» **Data**:

--

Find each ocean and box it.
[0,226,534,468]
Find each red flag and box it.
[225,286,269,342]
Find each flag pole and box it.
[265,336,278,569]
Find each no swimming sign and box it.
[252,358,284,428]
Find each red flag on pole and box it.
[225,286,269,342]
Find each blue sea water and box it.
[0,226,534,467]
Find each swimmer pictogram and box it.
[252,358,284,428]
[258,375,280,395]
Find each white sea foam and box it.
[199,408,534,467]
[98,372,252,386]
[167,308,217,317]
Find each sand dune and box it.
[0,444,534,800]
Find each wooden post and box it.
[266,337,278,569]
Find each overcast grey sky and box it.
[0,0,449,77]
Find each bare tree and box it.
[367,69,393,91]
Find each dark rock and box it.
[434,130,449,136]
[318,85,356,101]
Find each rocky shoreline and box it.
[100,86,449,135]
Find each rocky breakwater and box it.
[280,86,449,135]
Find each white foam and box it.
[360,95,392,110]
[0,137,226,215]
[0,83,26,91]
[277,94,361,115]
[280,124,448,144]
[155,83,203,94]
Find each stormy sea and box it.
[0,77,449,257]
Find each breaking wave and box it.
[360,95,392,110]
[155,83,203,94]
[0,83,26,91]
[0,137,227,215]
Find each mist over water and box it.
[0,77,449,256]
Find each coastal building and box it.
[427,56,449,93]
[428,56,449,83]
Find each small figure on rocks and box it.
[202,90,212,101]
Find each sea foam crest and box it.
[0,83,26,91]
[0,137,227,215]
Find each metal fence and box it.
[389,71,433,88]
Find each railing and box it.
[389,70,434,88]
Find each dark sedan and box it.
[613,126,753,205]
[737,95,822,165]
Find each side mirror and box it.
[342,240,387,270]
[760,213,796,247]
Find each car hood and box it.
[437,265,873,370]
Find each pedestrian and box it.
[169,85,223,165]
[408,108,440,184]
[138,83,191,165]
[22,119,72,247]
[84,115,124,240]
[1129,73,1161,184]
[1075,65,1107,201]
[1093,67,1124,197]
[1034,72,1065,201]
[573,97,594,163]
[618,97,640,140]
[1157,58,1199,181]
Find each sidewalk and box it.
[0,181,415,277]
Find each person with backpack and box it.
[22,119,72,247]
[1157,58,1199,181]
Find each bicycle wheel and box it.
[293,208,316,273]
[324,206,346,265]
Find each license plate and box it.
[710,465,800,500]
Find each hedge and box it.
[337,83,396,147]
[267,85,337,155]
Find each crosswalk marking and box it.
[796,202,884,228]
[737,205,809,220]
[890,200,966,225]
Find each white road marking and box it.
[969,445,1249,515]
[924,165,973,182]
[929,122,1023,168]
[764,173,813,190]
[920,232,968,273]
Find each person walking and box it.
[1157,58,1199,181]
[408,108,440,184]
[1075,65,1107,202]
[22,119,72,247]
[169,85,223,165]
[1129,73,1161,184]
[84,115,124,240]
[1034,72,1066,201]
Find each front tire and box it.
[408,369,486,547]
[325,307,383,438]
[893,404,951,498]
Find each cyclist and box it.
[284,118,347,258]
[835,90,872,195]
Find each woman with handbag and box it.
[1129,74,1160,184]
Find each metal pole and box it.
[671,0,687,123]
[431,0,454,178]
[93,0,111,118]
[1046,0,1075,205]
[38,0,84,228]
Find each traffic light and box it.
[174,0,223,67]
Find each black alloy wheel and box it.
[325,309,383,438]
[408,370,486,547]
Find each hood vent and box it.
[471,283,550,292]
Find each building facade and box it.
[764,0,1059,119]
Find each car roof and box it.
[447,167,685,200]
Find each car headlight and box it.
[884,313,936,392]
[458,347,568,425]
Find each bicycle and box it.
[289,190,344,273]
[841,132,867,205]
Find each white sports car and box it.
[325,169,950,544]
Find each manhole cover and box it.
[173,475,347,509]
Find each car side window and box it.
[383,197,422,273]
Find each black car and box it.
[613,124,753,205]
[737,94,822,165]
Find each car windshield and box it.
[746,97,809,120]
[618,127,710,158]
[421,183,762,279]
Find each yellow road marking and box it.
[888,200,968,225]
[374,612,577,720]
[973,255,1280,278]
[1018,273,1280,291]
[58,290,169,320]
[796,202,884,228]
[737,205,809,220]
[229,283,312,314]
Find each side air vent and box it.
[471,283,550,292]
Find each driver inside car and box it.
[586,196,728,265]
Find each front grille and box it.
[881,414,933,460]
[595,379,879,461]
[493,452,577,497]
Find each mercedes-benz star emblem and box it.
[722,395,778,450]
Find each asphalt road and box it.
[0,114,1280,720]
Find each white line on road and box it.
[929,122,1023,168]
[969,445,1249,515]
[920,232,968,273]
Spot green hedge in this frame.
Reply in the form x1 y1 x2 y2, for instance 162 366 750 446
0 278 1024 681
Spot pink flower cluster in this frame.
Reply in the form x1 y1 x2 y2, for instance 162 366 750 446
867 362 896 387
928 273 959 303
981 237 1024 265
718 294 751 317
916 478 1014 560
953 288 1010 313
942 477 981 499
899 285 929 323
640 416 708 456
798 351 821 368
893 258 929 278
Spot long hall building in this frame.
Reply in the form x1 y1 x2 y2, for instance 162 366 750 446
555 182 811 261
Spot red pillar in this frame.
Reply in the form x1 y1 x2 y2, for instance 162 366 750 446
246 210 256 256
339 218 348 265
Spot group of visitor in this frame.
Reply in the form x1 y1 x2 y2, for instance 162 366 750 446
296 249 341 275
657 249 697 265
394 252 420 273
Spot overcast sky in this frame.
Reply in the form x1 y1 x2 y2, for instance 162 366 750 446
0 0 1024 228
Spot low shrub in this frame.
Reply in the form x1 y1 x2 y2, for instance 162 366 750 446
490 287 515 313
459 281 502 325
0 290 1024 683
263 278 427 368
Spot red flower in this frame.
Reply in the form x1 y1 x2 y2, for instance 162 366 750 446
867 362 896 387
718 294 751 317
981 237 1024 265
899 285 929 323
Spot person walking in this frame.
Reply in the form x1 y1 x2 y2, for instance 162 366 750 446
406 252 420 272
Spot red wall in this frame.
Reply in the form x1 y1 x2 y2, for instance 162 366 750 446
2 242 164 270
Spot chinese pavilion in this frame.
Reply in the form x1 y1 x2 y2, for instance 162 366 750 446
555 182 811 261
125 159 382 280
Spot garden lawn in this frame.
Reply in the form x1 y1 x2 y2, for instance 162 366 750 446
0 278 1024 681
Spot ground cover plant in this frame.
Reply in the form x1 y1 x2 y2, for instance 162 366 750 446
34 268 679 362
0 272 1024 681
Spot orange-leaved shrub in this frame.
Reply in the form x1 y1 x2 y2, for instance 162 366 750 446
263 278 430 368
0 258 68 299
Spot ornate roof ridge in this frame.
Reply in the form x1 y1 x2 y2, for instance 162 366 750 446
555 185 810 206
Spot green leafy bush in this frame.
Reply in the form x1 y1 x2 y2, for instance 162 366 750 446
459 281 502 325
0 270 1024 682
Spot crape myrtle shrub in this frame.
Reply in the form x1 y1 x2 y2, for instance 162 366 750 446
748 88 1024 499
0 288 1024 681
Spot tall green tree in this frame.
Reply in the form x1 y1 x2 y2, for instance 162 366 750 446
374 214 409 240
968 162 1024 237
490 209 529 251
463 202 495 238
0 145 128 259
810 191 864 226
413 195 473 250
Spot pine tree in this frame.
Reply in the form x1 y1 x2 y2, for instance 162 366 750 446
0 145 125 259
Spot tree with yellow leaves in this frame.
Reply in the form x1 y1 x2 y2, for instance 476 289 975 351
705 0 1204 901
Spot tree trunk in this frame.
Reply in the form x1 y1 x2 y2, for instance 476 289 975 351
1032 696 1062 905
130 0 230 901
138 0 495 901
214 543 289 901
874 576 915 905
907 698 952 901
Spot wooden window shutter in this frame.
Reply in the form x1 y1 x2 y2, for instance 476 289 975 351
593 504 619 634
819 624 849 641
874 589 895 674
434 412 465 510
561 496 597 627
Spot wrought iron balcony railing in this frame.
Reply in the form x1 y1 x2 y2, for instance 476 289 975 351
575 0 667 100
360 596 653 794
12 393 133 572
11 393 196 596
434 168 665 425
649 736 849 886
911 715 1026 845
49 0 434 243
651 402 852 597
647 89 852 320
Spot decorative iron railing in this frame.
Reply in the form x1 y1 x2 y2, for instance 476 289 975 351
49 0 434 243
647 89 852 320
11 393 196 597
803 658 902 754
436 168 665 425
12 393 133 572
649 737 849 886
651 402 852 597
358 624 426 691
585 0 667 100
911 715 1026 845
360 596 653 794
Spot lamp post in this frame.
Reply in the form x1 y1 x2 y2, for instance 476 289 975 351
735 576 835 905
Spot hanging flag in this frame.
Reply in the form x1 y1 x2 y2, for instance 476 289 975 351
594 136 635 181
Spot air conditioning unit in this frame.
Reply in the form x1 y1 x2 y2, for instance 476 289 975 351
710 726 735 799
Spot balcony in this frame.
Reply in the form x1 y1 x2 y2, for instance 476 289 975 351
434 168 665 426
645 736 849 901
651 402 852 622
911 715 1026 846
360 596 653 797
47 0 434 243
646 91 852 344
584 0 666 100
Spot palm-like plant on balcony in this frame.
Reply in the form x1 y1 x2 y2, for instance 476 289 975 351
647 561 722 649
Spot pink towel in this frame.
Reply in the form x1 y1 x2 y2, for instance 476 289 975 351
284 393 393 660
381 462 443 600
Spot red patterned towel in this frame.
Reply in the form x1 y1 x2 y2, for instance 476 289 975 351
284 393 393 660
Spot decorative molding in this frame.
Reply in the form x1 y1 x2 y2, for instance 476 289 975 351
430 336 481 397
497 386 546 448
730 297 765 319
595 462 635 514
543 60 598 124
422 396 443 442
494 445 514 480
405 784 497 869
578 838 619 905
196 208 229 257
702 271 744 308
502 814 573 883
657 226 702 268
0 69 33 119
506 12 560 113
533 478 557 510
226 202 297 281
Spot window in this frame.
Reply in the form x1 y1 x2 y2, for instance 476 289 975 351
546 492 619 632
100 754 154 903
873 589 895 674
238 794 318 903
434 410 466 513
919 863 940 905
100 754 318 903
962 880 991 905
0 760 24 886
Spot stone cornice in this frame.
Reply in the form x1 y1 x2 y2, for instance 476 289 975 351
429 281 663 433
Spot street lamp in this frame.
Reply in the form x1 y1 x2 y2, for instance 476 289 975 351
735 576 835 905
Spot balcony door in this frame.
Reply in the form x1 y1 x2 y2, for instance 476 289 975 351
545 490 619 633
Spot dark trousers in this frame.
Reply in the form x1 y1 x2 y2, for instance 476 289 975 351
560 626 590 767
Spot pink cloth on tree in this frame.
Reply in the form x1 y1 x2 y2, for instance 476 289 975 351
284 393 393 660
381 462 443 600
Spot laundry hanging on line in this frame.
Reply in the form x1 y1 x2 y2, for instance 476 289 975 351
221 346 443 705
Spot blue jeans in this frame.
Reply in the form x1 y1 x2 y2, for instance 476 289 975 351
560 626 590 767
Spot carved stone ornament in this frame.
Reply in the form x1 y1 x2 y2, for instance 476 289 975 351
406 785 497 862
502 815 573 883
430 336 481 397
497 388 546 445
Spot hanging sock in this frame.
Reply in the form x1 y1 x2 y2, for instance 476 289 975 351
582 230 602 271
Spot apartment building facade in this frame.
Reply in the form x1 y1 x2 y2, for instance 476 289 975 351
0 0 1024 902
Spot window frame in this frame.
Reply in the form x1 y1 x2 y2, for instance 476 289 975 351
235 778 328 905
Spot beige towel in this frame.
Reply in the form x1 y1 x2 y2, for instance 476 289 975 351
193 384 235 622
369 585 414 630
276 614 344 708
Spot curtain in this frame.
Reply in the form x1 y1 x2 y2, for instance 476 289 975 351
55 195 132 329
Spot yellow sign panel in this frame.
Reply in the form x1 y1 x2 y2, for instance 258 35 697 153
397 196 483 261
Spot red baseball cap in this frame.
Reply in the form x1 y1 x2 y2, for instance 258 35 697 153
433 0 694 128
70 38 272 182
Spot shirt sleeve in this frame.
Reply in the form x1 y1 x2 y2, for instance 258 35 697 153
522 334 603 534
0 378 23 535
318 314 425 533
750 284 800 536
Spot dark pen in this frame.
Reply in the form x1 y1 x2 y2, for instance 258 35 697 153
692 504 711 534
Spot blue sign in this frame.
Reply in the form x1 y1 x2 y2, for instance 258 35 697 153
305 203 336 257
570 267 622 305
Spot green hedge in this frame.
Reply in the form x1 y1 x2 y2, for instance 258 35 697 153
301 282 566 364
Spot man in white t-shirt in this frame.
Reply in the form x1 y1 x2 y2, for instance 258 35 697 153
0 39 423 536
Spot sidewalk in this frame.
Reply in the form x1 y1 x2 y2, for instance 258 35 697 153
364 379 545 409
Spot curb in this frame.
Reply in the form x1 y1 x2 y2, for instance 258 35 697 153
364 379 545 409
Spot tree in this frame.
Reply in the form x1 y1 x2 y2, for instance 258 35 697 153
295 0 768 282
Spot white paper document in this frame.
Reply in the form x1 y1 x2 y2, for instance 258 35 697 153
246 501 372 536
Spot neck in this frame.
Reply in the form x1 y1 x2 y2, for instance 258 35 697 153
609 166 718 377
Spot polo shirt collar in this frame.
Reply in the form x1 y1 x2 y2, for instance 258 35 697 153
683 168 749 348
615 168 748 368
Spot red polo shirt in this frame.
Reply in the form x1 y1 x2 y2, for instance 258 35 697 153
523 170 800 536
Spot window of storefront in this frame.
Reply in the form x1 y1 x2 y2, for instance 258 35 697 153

--

» **What is expected**: Please recast the items, from the first line up to and including the line with "[0,77,449,257]", as a Markdown table with the columns Row and Line, numbering each line and leaving out blank lines.

» **Response to the task**:
| Row | Line |
|---|---|
| 1 | Find each ocean and box it. |
| 2 | [0,226,534,468] |
| 3 | Find each red flag and box it. |
| 4 | [225,286,269,342] |
| 5 | Find each flag pole and box it. |
| 6 | [265,336,278,569] |
| 7 | Find each no swimming sign and box it. |
| 8 | [252,358,284,428] |
| 9 | Find each red flag on pole and box it. |
| 10 | [225,286,269,342] |
| 11 | Find each blue sea water and box it. |
| 12 | [0,226,534,467] |
| 13 | Find each swimmer pictogram and box it. |
| 14 | [252,358,284,428] |
| 15 | [258,375,280,395] |
| 16 | Find each white sea foam and box it. |
| 17 | [199,408,534,467] |
| 18 | [98,372,252,386] |
| 19 | [167,308,217,317] |
| 20 | Find each sand dune and box it. |
| 21 | [0,444,534,800] |
| 22 | Find each wooden post and box it. |
| 23 | [266,337,278,569] |
| 24 | Find each overcast grey sky and box it. |
| 25 | [0,0,449,77] |
| 26 | Find each bare tree and box it. |
| 27 | [367,69,393,91] |
| 28 | Find each dark rock and box it. |
| 29 | [434,130,449,136] |
| 30 | [318,85,356,101] |
| 31 | Find each rocky shoreline and box it. |
| 32 | [100,86,449,135] |
| 33 | Find each rocky breakwater and box it. |
| 34 | [280,86,449,135] |
| 35 | Find each white foam and box it. |
| 36 | [360,95,392,110] |
| 37 | [0,137,226,215] |
| 38 | [0,83,26,91] |
| 39 | [277,94,361,115] |
| 40 | [280,124,448,144] |
| 41 | [155,83,203,94] |
| 42 | Find each stormy sea and box it. |
| 43 | [0,77,449,257] |